● **Set exercise**:
Copy only the entries from the line containing "of the weathered" through the line containing "[(189, 336), (60, 284), (169, 335), (219, 326), (209, 328)]". Keep the requests unchanged, and multiply every coordinate in the answers by 0.65, rounding to whole numbers with halves rounded up.

+++++

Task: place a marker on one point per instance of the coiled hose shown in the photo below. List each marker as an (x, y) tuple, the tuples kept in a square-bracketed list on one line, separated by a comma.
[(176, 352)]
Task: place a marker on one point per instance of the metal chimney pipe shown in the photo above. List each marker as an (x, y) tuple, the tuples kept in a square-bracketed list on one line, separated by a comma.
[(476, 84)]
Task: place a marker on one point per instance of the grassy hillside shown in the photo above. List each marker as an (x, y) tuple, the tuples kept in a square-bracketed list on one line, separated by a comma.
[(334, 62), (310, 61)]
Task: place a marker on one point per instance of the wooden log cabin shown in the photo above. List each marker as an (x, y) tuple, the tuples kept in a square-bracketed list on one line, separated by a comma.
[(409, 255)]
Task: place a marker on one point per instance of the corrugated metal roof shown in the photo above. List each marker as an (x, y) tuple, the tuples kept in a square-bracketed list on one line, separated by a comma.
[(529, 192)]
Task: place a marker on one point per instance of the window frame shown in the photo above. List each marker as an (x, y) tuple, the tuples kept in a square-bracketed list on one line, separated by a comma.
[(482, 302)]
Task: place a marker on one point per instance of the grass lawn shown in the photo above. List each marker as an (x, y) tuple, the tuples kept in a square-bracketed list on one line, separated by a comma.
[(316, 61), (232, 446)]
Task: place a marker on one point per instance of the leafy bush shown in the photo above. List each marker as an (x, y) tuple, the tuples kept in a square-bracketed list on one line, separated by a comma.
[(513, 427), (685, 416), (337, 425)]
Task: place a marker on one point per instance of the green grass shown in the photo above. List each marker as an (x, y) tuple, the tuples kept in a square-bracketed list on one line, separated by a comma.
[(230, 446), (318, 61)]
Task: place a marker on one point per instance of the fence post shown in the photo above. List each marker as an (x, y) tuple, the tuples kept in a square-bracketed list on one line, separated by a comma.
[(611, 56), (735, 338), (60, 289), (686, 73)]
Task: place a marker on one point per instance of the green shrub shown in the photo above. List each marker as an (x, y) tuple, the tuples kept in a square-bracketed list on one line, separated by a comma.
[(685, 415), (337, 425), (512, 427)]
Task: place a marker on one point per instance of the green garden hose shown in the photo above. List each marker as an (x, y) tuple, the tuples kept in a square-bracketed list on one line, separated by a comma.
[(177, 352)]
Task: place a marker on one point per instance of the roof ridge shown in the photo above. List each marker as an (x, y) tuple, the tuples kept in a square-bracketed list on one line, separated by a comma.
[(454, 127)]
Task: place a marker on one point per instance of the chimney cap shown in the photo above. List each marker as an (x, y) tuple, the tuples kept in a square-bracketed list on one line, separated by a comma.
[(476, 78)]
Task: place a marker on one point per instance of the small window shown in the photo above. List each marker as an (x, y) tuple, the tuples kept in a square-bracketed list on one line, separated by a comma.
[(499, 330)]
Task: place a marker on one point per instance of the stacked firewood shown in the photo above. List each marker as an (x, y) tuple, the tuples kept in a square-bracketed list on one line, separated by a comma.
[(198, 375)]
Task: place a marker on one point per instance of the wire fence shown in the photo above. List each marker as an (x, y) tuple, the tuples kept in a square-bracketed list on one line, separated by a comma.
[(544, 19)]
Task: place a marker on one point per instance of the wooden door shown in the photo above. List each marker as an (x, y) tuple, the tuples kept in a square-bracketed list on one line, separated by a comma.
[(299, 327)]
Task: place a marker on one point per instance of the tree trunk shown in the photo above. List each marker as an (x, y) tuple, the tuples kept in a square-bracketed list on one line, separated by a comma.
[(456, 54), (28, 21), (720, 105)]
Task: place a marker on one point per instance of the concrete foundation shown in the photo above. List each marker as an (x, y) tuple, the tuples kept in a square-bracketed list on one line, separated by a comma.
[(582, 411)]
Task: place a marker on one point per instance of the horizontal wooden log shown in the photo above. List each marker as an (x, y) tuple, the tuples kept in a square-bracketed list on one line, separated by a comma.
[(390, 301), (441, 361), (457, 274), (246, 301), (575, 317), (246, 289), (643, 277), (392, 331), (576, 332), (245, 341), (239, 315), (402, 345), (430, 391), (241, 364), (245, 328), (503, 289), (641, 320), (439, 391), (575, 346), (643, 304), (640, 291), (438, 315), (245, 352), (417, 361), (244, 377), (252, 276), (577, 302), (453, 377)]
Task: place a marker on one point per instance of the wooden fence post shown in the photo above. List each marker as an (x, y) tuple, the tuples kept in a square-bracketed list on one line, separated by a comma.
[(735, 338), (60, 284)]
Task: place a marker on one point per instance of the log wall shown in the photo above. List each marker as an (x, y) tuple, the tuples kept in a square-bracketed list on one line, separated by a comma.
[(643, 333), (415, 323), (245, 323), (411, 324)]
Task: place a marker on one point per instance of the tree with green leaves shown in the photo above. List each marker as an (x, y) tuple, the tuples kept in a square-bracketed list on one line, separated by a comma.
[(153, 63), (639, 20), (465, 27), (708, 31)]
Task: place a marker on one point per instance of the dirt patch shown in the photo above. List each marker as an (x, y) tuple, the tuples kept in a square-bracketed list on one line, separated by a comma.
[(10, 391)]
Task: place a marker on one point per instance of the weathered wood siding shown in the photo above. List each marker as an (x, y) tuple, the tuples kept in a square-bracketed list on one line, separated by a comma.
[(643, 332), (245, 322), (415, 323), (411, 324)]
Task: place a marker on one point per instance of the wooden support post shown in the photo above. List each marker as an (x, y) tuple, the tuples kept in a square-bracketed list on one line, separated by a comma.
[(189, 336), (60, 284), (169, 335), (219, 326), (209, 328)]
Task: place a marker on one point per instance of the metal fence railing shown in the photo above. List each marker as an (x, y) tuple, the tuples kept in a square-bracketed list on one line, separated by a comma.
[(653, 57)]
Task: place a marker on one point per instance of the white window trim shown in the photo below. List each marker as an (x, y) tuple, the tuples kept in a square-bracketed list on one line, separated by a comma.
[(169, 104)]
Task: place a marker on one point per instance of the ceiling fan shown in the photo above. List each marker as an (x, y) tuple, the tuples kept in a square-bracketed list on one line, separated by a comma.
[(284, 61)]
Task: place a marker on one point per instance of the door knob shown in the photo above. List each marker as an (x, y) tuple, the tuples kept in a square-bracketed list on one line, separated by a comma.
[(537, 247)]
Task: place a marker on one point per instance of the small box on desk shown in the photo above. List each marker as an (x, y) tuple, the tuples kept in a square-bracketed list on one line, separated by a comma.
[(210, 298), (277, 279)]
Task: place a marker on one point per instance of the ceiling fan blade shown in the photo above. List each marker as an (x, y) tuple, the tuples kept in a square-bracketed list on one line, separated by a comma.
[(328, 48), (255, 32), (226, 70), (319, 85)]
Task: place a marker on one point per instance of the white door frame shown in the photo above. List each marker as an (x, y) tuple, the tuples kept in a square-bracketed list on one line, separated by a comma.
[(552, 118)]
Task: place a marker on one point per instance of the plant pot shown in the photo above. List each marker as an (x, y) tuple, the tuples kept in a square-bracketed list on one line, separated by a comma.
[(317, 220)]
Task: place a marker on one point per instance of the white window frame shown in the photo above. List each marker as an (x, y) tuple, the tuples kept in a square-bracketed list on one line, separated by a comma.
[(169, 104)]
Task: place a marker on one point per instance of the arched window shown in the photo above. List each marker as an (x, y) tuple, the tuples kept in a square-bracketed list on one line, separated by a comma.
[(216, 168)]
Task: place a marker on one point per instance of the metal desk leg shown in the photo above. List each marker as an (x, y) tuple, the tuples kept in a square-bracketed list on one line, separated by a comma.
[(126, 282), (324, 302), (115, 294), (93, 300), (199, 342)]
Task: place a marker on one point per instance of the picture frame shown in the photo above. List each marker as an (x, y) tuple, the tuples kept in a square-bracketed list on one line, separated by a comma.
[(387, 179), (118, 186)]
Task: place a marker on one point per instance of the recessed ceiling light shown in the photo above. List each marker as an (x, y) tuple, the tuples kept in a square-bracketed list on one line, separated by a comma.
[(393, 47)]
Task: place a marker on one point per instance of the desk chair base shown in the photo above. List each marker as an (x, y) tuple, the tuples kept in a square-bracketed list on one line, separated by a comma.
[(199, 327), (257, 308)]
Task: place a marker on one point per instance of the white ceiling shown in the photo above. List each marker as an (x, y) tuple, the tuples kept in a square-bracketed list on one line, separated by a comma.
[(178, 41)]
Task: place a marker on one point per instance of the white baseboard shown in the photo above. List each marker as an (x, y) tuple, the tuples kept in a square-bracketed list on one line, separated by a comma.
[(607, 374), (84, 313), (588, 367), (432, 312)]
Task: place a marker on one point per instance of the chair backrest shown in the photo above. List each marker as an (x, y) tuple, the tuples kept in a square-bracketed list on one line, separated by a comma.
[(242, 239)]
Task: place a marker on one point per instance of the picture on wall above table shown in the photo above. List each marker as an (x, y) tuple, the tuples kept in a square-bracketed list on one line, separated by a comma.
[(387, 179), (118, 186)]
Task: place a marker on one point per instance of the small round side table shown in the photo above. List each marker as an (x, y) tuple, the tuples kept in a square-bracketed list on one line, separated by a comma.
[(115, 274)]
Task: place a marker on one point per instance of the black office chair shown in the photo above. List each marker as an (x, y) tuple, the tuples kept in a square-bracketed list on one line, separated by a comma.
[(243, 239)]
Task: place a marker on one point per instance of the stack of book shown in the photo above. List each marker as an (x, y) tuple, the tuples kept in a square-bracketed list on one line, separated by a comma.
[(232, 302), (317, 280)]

+++++

● **Output for this task**:
Task: place a marker on one point per instance of the weathered wood siding shown in the photo above. List each marker as an (x, y) tuple, the tuples kept in a square-bracketed list on one line, separated by a comma.
[(418, 216), (159, 209), (270, 210), (267, 211)]
Task: place a marker on one point per instance of the wooden support post shown in the photo above. List each marker as an (x, y) tuple, the tuples kept in a square-bracketed list on one line, separated by a comma.
[(123, 218), (39, 185), (110, 218), (142, 212), (136, 213)]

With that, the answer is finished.